▶ **Exercise**: Transcribe word for word everything from the line containing "Could you mark the horse head" down to the end of the rows below.

▶ **Provided data**:

____

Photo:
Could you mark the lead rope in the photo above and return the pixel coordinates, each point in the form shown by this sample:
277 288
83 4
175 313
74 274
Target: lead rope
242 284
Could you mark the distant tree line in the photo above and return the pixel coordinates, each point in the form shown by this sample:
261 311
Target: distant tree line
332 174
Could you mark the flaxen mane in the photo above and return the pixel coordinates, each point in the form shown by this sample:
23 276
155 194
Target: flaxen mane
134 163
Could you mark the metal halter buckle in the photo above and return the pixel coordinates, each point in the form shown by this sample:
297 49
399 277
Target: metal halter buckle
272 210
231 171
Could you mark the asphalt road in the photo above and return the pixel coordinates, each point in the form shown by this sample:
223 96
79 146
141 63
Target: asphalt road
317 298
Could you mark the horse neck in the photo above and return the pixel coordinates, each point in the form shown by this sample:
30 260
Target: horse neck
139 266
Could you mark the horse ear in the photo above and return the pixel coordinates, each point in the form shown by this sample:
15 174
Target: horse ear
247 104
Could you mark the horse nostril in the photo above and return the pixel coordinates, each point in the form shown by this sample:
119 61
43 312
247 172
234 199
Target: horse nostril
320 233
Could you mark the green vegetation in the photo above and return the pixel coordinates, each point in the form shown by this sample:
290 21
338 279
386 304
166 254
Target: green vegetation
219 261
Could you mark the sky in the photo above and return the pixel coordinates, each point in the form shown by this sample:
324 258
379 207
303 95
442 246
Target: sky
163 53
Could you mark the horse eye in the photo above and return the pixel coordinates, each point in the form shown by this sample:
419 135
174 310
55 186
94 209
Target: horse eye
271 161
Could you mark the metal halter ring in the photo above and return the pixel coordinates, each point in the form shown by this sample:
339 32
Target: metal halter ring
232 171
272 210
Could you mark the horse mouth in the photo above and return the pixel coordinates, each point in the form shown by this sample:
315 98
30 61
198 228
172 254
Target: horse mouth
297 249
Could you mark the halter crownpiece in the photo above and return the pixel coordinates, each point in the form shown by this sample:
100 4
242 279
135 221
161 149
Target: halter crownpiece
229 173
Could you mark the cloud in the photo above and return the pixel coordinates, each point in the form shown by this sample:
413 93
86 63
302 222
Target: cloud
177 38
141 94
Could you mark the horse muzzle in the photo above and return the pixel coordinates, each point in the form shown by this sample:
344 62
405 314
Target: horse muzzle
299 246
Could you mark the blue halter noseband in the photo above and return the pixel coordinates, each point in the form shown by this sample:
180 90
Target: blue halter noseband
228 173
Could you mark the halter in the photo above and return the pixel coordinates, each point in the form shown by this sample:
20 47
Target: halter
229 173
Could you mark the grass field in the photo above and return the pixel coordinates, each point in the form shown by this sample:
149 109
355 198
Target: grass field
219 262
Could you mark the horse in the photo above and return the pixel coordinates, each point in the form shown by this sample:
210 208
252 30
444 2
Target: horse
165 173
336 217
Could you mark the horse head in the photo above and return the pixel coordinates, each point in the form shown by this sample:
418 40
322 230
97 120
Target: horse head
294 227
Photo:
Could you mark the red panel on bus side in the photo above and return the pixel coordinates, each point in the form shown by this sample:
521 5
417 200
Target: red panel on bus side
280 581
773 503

____

▶ **Output for this task**:
Could you mark the horse head in the photo above and return the pixel coordinates, each point in the form shown by this sample:
418 40
322 230
97 120
Target: horse head
294 227
Photo:
Could you mark the red panel on bus side in the photo above and return the pixel coordinates, each point in the form shown by this sample:
521 5
417 200
Target: red panel on bus side
280 581
773 503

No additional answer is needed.